Objective: Extend the podcast episode summary on 2026 marketing priorities, beginning immediately after its final bullet point.

Extract to read:
------

S4: Ep 9 What Are We Actually Prioritizing for 2026?

Episode Summary

In this episode of CMOs Off Script

The team continues their 2026 planning conversation by digging into a core tension: we’re investing in better tools and automation, but teams still struggle to adopt them fast enough to produce real impact.

They explore the rise of “go-to-market engineers,” the reality of AI enablement, and why marketing is still under pressure to prove revenue impact—while sales often isn’t held to the same standard (yet).


Key Topics Discussed

The “Go-To-Market Engineer” Role
Nisha highlights a growing need for a new kind of operator—part RevOps, part AI workflow builder—someone who can optimize tools, data flow, and automation across teams.
The challenge: these people are hard to find, and the skill balance (GTM + technical) is rare.

Tools Alone Don’t Fix the Problem
Amanda emphasizes that building workflows isn’t enough—teams must be trained and actually adopt them.
The 2026 priority becomes: tools + enablement + skill-building, not just more tech.

AI Enablement Is the Missing Layer
Nisha argues that modern ops needs to include structured enablement:

  • prompt “playbooks”

------

Stored data:
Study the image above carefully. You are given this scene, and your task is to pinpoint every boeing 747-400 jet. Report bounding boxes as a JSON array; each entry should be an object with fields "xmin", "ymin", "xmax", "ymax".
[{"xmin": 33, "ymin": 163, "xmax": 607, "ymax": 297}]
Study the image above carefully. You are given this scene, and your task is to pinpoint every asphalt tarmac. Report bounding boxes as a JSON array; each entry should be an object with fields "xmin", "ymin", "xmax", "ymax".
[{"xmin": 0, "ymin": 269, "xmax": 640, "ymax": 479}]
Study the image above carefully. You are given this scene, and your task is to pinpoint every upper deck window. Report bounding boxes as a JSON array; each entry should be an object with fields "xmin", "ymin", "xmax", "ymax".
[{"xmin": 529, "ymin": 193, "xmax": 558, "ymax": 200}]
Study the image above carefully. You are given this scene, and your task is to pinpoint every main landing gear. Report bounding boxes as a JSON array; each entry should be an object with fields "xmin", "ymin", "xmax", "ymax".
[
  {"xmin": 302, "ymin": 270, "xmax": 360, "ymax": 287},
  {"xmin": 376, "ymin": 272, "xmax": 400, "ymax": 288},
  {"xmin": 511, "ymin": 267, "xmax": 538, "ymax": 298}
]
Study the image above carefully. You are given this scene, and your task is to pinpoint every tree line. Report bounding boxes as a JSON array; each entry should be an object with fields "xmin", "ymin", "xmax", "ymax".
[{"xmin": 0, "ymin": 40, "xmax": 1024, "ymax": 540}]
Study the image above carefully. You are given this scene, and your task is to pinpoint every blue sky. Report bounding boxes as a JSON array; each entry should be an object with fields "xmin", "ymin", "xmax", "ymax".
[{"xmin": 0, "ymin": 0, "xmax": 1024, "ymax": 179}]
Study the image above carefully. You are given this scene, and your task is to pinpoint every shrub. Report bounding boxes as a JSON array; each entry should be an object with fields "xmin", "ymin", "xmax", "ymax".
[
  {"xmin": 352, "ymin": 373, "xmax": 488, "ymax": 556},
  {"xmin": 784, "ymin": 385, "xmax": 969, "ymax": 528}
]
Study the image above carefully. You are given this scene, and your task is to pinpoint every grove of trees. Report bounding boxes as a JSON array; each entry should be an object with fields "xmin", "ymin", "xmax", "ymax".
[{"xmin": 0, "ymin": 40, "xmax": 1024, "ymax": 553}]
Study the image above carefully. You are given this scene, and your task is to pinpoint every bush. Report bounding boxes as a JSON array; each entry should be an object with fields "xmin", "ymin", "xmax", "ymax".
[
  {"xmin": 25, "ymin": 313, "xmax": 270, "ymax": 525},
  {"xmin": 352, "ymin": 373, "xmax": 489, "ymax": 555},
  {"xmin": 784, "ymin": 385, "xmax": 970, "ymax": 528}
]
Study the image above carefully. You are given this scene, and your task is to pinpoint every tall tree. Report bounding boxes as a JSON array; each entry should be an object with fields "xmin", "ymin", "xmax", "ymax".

------

Answer for this exercise:
  • workflow guidance

  • coaching teams on how to use the tools effectively
    The goal isn’t just better systems—it’s faster execution.

Marketing’s Pipeline Proof Problem
The group debates why marketers feel constant pressure to prove ROI:

  • protecting budget and headcount

  • prioritizing what actually drives pipeline (not vanity volume)

  • countering the “marketing is a cost center” narrative

They also acknowledge the reality: end-to-end attribution is messy, multi-touch, and often painfully manual.

Brand Still Matters (Even If ROI Is Hard to Prove)
Laura adds a key insight: it’s hard to measure immediate ROI on brand, but you can see the downside fast—when brand investment drops, lead gen performance often drops with it.

Is Sales Facing the Same AI Pressure?
Nisha asks the big question: are sales teams held to the same AI adoption expectations?
The group’s take:

  • not as much—unless performance is slipping

  • SDR work is the area most likely to be disrupted by AI next
    They float bringing on a guest to discuss AI SDRs and sales enablement in 2026.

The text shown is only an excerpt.